Given task
Can you put the entries below into a numbered list, skipping any blank lines and leaving the pictures out?

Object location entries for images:
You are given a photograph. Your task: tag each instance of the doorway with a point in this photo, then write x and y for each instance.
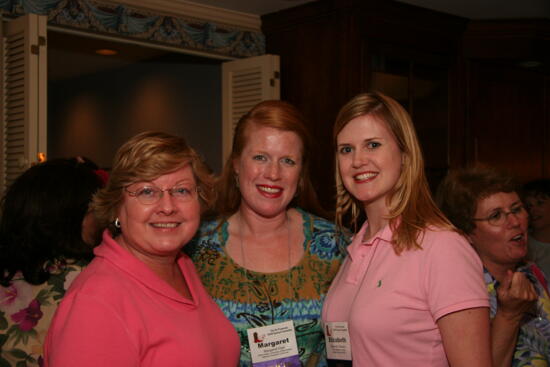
(96, 102)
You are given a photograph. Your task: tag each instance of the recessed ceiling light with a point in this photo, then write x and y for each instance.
(106, 52)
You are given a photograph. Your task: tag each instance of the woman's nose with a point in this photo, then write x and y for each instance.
(359, 158)
(273, 171)
(166, 202)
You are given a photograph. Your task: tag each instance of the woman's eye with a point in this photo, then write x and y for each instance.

Correct output
1. You are given a photograph. Your task: tag each instance of the doorway with a point in this photo, then write x and y for each instance.
2. (96, 102)
3. You are given a photograph. Your task: tag each instance of the recessed ceiling light with a point in this photo, then write x and y for each instance.
4. (106, 52)
5. You are given a photograph. Your task: tag each instance of the woman's nose with a point in this photo, then write x and y for each instance.
6. (359, 158)
7. (273, 171)
8. (166, 202)
9. You are given a photograph. Your task: tag each instance of the woman's eye with a point in this photo, then write x and y for each instance.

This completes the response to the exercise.